Required tasks —
(1) In the forum thread about attracting pigeons, rewrite the passage starting at "The downstairs neighbor" and ending at "Any ideas? Thanks.", changing "cat" to "dog".
(2) In the forum thread about attracting pigeons, why does the first poster think the downstairs neighbor's cat is not much of a concern?

>> Begin Document excerpt

# Is it a good idea?



## Zanna (Sep 28, 2006)

Hello! Hubby used to raise pigeons as a kid, and is very interested in doing so again. However, for now, we are in a flat in a residential area of our city. There are lots of feral pigeons around -- in fact, last night there was one who was in front of our home for a few hours, just hangin' out. Anyway, my husband has gotten me very excited about pigeons -- and I was wondering if it is a good idea to try to attract some to our back porch. 

The downstairs neighbor has a cat -- but he's quite lazy and never ventures up to our porch, or very far out of their fenced-in yard. 

I'd love to have some who come to feed, and eventually eat from my hand. They are so beautiful and alluring!  

Am I being too self-centered in my desire? Would it be good for the pigeons? Would I be putting them at risk? I read other posts about attracting pigeons where someone might shoot them, etc. But there are lots that hang around our home and no one bothers them. 

And -- if y'all think it's an okay thing -- what food do we give them? I have about 80# of wild bird seed that I can add something to to get the right mix, at least to begin with. 

Any ideas? Thanks.
Zanna


----------



## Skyeking (Jan 17, 2003)

Hello and thank you for your interest and concern in feeding our noble feral flock.

>> End Document excerpt
>> Begin Data rows

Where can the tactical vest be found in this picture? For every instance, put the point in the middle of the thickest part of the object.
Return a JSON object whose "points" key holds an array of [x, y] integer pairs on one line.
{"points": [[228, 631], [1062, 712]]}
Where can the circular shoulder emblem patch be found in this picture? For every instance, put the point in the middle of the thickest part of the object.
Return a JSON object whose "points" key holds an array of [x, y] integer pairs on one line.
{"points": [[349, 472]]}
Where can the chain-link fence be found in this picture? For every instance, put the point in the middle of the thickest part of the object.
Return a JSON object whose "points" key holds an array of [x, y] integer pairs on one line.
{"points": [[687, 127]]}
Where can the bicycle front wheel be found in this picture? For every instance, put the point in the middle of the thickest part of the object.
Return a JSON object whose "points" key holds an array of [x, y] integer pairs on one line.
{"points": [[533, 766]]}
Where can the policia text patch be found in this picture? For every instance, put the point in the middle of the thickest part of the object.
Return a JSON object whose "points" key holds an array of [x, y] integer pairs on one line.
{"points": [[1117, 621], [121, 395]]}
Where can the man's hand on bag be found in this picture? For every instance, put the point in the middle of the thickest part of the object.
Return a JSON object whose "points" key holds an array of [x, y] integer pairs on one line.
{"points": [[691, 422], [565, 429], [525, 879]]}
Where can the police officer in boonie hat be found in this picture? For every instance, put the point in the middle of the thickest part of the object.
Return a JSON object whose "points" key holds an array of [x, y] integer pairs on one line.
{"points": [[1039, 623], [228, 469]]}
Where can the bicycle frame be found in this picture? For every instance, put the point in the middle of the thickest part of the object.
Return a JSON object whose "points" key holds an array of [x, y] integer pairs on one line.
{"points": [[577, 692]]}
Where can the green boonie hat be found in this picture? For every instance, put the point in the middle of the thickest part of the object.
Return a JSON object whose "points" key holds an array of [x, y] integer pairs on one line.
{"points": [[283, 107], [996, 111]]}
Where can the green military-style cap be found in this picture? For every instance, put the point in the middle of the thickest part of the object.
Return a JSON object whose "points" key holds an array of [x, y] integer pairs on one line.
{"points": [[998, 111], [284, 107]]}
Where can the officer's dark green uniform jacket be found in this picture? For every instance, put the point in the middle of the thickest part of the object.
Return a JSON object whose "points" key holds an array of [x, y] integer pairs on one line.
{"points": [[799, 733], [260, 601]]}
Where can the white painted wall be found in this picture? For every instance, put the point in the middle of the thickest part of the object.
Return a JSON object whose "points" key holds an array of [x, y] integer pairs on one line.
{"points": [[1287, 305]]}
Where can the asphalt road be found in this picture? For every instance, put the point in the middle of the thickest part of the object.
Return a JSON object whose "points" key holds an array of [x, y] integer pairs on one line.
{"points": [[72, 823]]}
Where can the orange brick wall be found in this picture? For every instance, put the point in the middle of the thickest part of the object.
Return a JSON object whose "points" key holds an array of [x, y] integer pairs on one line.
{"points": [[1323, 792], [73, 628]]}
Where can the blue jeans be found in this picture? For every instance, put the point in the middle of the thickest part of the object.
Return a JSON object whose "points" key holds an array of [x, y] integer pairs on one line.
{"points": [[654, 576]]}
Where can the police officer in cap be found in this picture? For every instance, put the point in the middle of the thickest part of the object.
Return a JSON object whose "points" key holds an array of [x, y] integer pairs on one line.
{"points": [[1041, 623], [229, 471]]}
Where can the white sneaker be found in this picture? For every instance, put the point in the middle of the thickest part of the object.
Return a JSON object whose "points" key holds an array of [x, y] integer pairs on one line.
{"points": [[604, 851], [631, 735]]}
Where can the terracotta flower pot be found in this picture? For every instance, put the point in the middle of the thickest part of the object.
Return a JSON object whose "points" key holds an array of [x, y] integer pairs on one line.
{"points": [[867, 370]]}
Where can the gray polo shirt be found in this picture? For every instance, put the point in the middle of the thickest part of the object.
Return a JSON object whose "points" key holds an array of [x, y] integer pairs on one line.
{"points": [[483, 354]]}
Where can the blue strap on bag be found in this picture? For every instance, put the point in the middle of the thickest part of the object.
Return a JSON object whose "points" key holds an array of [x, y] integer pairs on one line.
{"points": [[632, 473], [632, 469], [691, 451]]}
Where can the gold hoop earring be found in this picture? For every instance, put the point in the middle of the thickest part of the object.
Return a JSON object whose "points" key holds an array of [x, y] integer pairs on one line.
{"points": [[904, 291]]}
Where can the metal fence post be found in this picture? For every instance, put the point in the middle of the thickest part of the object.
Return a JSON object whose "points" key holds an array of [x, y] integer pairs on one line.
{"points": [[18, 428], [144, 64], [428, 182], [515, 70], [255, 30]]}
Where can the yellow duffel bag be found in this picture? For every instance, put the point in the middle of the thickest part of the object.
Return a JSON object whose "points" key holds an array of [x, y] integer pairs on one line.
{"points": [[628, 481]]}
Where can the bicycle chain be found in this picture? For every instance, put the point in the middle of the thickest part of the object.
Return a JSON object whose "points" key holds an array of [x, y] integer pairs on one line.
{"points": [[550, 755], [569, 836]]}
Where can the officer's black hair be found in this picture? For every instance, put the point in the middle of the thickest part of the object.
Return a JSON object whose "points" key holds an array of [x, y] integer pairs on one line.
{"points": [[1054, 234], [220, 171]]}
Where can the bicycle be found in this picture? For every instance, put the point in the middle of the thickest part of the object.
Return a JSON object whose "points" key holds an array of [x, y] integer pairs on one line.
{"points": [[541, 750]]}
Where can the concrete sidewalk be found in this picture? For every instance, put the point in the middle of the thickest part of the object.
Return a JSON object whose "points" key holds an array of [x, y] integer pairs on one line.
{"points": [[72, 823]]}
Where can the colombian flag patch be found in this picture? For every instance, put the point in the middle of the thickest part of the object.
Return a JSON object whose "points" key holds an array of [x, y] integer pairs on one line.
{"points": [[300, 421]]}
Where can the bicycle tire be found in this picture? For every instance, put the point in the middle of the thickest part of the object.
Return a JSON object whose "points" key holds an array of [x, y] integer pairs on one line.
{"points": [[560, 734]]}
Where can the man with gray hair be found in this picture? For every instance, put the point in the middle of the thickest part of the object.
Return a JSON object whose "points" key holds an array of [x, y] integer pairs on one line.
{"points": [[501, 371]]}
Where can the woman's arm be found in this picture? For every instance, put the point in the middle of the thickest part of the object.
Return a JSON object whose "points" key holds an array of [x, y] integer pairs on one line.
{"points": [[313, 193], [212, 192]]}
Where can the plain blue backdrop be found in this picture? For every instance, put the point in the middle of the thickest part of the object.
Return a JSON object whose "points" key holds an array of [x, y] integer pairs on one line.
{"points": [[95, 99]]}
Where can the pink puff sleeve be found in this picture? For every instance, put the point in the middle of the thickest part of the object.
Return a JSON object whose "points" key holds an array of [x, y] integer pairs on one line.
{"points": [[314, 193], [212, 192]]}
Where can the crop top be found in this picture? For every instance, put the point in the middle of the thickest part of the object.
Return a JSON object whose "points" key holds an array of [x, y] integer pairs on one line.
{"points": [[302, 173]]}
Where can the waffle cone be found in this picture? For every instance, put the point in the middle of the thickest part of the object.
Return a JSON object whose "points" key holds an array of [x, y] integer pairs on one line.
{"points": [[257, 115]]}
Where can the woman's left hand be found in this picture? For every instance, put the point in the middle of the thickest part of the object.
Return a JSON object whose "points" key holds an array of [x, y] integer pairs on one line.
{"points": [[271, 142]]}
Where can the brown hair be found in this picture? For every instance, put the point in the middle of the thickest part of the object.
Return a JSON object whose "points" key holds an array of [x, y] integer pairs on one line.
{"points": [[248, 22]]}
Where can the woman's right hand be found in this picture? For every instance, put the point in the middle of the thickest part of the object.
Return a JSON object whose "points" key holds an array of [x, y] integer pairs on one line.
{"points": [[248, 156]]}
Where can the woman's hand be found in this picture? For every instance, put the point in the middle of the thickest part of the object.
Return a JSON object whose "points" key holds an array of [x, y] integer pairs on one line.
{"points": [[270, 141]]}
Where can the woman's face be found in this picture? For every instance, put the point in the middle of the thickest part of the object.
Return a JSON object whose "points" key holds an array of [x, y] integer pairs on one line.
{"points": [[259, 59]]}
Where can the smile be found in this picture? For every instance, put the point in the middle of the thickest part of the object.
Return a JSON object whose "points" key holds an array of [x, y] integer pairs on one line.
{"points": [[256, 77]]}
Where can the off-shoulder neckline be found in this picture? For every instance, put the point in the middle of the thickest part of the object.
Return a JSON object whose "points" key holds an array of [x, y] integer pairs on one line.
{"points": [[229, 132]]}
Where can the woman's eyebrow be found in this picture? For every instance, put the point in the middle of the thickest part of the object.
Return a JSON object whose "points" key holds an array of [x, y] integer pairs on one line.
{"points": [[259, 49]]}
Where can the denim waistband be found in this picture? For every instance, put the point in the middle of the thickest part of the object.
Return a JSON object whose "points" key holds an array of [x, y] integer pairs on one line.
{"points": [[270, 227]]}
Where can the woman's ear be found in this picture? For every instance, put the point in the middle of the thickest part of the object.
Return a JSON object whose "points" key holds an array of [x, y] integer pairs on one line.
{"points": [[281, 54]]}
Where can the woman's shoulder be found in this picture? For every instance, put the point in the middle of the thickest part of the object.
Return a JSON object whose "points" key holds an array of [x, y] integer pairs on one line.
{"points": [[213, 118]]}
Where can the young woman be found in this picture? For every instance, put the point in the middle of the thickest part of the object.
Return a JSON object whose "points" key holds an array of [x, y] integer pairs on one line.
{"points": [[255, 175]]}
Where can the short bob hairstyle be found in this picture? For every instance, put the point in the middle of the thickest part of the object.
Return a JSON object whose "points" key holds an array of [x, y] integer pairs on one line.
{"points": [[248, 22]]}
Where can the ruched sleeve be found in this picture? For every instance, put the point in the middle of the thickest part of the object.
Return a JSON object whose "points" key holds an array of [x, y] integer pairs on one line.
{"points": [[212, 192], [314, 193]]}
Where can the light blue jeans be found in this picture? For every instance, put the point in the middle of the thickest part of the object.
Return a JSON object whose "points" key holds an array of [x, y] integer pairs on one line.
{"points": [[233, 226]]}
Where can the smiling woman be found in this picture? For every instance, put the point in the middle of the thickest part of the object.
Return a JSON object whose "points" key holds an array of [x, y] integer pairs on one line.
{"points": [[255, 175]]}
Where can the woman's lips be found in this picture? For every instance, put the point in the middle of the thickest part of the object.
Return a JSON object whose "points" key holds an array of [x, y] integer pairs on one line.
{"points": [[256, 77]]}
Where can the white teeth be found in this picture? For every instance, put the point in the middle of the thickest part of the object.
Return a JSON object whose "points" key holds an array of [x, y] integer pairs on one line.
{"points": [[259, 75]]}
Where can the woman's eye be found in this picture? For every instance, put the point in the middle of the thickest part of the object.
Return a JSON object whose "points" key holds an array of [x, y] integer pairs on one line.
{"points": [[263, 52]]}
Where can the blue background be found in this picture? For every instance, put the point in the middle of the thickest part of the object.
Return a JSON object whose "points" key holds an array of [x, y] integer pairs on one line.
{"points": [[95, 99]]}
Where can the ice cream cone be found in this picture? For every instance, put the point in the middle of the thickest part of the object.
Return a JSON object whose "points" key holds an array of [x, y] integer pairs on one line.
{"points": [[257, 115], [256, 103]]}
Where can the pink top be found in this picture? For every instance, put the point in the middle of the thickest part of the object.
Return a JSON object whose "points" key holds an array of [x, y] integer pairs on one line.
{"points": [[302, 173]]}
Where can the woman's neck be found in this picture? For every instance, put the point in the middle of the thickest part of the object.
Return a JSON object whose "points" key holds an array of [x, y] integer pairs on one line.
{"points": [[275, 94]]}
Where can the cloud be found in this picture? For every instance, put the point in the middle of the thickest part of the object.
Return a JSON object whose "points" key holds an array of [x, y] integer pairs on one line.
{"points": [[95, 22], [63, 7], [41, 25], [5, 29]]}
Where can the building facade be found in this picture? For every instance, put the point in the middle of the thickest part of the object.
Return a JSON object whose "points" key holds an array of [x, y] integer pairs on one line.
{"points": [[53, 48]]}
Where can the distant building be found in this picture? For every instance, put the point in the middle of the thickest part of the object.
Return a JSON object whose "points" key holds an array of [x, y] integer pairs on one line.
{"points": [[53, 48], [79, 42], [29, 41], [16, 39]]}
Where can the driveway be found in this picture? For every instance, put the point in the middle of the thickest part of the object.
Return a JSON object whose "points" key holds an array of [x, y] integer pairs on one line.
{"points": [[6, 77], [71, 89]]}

>> End Data rows

Results —
(1)
The downstairs neighbor has a dog -- but he's quite lazy and never ventures up to our porch, or very far out of their fenced-in yard. 

I'd love to have some who come to feed, and eventually eat from my hand. They are so beautiful and alluring!  

Am I being too self-centered in my desire? Would it be good for the pigeons? Would I be putting them at risk? I read other posts about attracting pigeons where someone might shoot them, etc. But there are lots that hang around our home and no one bothers them. 

And -- if y'all think it's an okay thing -- what food do we give them? I have about 80# of wild bird seed that I can add something to to get the right mix, at least to begin with. 

Any ideas? Thanks.

(2) The poster says the cat is quite lazy. It never comes up to their porch and rarely goes far beyond the neighbors' fenced-in yard.